◆ **Directive**: Which lines in the records contain the string "smoke"? Collect every such line and copy it out, treating uppercase and lowercase as different.

◆ **Provided data**:
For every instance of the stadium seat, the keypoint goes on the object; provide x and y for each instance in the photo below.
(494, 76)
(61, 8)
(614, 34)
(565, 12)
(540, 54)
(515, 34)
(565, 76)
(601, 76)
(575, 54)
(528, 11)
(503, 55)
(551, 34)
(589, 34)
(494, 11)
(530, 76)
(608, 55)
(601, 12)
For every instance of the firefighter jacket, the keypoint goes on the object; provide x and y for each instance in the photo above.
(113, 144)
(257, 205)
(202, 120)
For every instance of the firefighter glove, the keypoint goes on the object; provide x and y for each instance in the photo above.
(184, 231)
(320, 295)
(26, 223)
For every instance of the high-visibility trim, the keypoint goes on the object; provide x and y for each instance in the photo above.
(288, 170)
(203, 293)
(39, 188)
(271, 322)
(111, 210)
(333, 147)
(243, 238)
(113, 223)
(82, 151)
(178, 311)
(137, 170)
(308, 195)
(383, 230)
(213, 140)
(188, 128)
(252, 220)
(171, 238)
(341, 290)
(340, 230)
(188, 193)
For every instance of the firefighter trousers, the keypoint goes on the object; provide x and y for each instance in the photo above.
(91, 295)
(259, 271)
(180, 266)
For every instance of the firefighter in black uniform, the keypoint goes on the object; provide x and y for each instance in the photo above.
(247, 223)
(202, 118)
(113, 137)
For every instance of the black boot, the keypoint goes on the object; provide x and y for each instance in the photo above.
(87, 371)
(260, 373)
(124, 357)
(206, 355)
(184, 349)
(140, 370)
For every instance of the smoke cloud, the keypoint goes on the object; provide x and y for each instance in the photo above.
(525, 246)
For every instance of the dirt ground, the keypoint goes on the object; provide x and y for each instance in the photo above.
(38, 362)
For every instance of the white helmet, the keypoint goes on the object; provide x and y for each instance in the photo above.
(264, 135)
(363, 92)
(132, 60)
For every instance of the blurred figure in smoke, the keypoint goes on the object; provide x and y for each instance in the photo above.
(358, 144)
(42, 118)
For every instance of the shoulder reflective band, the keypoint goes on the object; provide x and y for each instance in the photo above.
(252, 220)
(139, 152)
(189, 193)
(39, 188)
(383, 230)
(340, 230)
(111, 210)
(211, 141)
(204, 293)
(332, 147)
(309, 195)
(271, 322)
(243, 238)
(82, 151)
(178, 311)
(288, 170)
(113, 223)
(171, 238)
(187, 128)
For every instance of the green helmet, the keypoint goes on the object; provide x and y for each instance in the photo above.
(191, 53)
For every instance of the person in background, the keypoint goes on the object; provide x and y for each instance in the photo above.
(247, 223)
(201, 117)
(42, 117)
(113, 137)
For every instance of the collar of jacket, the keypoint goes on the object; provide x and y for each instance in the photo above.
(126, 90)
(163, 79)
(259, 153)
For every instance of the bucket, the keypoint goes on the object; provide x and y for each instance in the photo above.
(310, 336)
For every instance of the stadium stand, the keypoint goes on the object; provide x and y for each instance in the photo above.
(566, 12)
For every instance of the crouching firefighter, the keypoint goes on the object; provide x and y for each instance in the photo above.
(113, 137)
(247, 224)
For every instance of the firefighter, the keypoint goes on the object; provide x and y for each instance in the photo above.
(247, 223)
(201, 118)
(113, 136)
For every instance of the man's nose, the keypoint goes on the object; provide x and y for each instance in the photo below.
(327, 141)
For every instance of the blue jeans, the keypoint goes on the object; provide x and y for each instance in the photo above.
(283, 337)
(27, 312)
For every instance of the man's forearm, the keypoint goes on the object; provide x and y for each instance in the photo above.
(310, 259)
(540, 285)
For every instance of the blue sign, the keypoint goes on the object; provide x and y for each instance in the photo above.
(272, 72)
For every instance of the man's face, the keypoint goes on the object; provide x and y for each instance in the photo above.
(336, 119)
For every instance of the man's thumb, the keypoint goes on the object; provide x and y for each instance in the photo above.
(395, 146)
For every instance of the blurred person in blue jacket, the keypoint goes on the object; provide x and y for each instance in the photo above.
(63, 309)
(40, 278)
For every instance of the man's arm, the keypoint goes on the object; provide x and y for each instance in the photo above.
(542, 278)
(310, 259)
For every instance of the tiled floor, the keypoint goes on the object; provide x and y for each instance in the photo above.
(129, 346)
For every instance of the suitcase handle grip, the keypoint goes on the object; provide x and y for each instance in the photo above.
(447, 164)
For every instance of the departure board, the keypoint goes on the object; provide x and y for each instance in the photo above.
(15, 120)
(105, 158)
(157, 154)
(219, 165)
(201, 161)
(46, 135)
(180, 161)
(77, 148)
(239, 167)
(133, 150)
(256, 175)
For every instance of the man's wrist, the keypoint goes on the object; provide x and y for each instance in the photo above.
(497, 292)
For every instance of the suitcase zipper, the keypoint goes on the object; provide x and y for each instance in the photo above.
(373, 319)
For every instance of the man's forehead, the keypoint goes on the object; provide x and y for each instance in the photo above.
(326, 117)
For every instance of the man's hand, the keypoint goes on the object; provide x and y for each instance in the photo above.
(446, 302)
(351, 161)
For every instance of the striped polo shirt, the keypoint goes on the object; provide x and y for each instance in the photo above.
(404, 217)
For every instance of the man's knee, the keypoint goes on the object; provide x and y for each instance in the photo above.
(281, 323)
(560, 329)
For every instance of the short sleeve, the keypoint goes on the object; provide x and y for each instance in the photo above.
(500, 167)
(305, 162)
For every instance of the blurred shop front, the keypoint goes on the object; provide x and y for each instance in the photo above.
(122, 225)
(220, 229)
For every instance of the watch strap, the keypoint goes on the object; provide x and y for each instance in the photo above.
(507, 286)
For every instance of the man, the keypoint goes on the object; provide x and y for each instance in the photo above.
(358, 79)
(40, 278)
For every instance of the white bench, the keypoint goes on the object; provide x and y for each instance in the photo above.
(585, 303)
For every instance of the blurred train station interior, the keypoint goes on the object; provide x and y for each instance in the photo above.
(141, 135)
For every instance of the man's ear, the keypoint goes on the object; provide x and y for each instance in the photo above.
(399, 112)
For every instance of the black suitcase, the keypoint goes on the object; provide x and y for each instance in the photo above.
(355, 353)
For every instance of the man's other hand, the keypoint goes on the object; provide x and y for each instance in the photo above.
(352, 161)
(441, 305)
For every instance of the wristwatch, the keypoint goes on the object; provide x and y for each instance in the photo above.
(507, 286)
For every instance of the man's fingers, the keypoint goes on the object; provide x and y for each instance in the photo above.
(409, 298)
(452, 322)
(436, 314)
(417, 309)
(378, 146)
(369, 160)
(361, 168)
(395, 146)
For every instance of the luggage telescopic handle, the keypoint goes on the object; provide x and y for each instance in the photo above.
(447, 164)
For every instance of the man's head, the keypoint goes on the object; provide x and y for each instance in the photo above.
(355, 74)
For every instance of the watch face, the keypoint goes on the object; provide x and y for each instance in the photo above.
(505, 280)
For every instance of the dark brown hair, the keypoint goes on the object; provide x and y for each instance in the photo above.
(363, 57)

--

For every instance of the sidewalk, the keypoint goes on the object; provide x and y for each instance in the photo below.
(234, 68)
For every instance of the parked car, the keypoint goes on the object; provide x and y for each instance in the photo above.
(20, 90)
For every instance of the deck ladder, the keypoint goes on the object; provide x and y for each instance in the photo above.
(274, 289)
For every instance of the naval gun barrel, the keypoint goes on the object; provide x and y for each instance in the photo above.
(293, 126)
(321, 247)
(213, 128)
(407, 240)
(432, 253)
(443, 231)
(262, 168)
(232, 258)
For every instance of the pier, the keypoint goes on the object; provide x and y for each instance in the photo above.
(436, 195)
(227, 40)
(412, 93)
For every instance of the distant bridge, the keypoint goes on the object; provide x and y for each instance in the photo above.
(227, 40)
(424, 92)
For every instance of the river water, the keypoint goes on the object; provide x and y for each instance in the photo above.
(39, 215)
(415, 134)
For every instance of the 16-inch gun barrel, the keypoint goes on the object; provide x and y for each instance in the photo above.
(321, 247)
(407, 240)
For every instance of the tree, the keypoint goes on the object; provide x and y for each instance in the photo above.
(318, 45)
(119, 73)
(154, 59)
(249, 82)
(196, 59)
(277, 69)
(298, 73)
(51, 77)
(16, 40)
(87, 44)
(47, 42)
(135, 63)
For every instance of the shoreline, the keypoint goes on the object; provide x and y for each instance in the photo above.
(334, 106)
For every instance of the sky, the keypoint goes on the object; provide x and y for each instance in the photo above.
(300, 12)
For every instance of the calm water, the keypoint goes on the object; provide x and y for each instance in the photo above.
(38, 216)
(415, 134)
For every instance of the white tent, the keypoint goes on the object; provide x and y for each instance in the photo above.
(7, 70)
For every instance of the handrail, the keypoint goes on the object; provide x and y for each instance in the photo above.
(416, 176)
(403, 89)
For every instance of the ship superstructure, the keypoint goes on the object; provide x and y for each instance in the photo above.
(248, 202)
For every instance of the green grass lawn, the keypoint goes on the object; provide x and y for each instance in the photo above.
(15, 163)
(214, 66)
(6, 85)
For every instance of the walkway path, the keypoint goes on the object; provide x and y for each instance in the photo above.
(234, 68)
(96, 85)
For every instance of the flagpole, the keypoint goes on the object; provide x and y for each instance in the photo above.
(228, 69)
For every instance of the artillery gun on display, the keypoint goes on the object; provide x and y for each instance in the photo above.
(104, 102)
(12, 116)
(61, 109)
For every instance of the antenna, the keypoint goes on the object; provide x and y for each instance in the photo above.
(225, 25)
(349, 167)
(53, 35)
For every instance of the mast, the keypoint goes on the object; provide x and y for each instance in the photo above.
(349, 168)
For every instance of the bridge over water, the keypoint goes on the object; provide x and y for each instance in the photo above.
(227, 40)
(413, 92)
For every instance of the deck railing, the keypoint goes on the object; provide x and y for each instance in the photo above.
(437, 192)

◆ **Output**:
For every instance of the smoke cloud, the keypoint goes on the object; provide x and y for each instance in the photo above.
For every instance of the blurred figure in smoke, the keypoint goes on the object; provide x and y for each instance in the photo above.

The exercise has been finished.